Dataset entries
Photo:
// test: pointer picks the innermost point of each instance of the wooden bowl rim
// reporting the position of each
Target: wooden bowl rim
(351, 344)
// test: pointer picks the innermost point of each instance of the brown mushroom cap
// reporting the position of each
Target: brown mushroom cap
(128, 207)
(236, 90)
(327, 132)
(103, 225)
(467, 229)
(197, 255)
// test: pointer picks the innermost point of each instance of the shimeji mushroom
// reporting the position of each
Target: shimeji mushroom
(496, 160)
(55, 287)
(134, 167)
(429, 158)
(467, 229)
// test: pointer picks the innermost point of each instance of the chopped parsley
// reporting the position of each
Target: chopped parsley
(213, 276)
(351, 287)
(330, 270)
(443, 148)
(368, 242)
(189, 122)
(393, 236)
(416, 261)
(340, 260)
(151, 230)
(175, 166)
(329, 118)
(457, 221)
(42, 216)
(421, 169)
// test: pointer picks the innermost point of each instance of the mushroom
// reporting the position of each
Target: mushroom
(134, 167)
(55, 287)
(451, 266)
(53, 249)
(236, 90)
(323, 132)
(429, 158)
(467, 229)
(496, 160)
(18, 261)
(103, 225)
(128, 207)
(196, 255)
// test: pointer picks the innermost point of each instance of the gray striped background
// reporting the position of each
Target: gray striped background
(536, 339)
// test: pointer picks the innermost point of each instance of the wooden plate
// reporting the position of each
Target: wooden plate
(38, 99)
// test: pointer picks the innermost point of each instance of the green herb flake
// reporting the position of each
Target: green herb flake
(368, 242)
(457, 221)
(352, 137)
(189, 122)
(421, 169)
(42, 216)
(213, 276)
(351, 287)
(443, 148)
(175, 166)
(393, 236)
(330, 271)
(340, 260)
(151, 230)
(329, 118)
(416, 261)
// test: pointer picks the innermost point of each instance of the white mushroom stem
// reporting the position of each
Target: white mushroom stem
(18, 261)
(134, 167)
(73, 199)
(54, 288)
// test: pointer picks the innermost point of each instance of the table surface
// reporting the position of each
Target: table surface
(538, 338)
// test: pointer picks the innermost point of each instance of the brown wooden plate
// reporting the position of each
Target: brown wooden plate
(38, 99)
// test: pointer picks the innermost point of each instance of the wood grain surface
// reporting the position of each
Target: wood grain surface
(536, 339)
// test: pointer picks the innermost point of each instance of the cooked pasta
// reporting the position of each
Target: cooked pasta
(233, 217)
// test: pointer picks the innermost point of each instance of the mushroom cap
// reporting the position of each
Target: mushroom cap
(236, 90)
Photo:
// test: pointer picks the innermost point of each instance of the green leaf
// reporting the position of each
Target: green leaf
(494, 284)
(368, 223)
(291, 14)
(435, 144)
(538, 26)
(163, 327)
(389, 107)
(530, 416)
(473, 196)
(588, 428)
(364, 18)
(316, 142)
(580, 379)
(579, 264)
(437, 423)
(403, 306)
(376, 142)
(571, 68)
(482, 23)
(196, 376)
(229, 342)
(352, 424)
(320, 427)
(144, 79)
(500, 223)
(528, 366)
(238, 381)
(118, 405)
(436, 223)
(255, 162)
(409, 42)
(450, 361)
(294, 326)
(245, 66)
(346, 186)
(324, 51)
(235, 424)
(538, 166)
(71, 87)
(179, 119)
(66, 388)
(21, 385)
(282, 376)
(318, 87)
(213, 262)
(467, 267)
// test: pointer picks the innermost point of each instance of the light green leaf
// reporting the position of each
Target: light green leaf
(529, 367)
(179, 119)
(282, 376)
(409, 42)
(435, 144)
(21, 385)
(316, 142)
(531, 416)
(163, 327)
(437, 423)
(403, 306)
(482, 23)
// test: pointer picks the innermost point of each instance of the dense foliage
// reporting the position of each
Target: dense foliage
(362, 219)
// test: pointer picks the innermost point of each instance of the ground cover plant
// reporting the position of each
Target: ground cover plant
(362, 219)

_Task:_ In the entries above, find the line containing "the light green leaf". Set down that line and every line after it through the last one, exactly and alone.

_Solution to this task:_
// test: pointer picks the innermost point of each instance of the light green leaf
// reporting the position of each
Target: light green leaf
(529, 367)
(179, 119)
(282, 376)
(409, 42)
(435, 144)
(21, 385)
(316, 142)
(531, 416)
(163, 327)
(437, 423)
(403, 306)
(482, 23)
// test: pointer picks the innermost point of each instance of the dense foliage
// reporting the position of each
Target: dense foliage
(362, 219)
// test: pointer picks the innermost point of each instance of the ground cover plant
// reporting the position of each
Target: ground cover plant
(362, 219)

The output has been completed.